[BLOCO DE TEXTO]
No Brasil, até o ano passado, apenas os que leem em língua inglesa tinham acesso às obras de Sexton. Sua criação poética ainda não havia sido traduzida por aqui. Após quase cinquenta anos da morte da poeta, a editora Relicário publicou Compaixão, com tradução de Bruna Beber de Mercies: selected poems – uma coletânea organizada por Linda Sexton, filha de Anne. 

O primeiro poema que li de Anne Sexton foi In Celebration of My Uterus, poema que compõe a obra Love poems, publicada em 1969. De imediato, fui capturada pelo título deste texto em que a autora parte de uma situação particular para discutir a condição feminina de sua época – infelizmente, em muitos aspectos, persistente até hoje. 

Uma festa para o Meu Útero

Cada uma em mim é pássaro.
Então bato todas as minhas asas.
Queriam arrancar você de mim
mas não o farão.
Disseram que estava oco até não poder mais
mas não está.
Disseram que estava à beira da morte
mas estavam equivocados.
Você canta feito uma colegial.
Você não está dilacerado.

Caro peso,
para celebrar a mulher que sou
e a alma da mulher que sou
e o protagonista disso tudo e sua alegria
eu canto para você. Me atrevo a viver.
Olá, fantasma. Olá, birita.
Segura, protege. Protege o que contém.
Olá, solo de todos os campos.
Bem-vindas, raízes.

Toda célula tem vida.
Tenho bastante para satisfazer uma nação.
Basta que os povos tenham esses bens.
Qualquer pessoa, qualquer Estado diria:
“O bom é que esse ano voltaremos a plantar
e a antever a colheita.
Previmos a praga e ela foi exterminada.”
Muitas mulheres cantam juntas neste momento:
uma está numa fábrica de sapatos xingando a máquina,
uma está no antiquário tomando conta de uma foca,
uma está entediada ao volante de seu Ford,
uma está cobrando o pedágio,
uma está amarrando um bezerro no Arizona,
uma está enganchada num violoncelo na Rússia,
uma está mudando as panelas de lugar no Egito,
uma está pintando o quarto com a cor da lua,
uma está morrendo e relembra um café da manhã,
uma está se alongando num tapete na Tailândia,
uma está limpando a bunda do filho,
uma está olhando pela janela de um trem
no meio de Wyoming, e uma está
num lugar qualquer, e outras por toda parte
parecem estar cantando, embora algumas não
consigam cantar uma só nota.

[DADOS FORNECIDOS]
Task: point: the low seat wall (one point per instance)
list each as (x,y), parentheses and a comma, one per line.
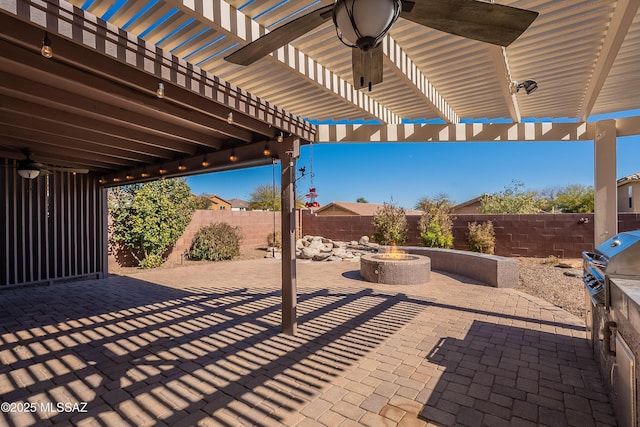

[PEDIDO ESCRITO A]
Responda às perguntas sobre o texto a respeito de Anne Sexton:
(i) Que editora publicou Compaixão no Brasil?
(ii) Em que ano saiu a obra Love poems?
(iii) No poema, em que país uma das mulheres está enganchada num violoncelo?
[PEDIDO ESCRITO B] Dê a continuação do texto sobre Anne Sexton a partir do ponto em que ele termina.
A listagem não tem nenhum papel aqui.

[RESPOSTA ESCRITA A]
(i) Relicário.
(ii) 1969.
(iii) Na Rússia.

[RESPOSTA ESCRITA B]
Caro peso,
para festejar a mulher que sou
deixe-me carregar um lenço de três metros,
deixe-me batucar para as moças de dezenove anos,
deixe-me carregar tigelas para a oferenda
(se é este meu papel).
Deixe-me estudar o tecido cardiovascular,
deixe-me analisar a distância angular dos meteoros,
deixe-me chupar os caules das flores
(se é este meu papel).
Deixe-me virar certas figuras tribais
(se é este meu papel).
Para tanto o corpo precisa
que me deixe cantar
o jantar,
o beijo,
o apropriado
sim.

Como Anne Sexton escreve no poema A poeta disse ao analista, seu lance era com a palavra, somente a origem das coisas a arrebatava. Comigo tampouco é diferente. Então, volto várias vezes ao poema, entregando-me ao arrebatamento. 

Começo pelo título. Embora haja outra denominação para útero em inglês, recorrente nos poemas de Sexton – “womb” –, a palavra “uterus”, advinda do latim, foi a escolhida. Ou seja, não é celebrar o espaço onde se gesta em uma perspectiva ampla, como é o ventre. É celebrar um órgão específico. Há um efeito de estreitamento do olhar a partir do título. No entanto, ao longo do poema, a perspectiva se amplia como uma câmera que se afasta. 

A primeira estrofe parte da experiência particular de uma voz feminina: um sujeito indeterminado queria tirar-lhe o útero – seu interlocutor –, já que o órgão estaria morrendo, seria um órgão incomensuravelmente oco – “immeasurably empty” –, isto é, de um vazio que não pode ser medido. Se o conteúdo não pode ser medido, tanto menos seu continente. Quanto mede um útero? Como já disse Angélica Freitas, é do tamanho de um punho. Para o eu-lírico, este útero não só não está vazio, como ainda canta como uma colegial, visto que tudo nesta voz é pássaro, alado, livre, cheio de vitalidade.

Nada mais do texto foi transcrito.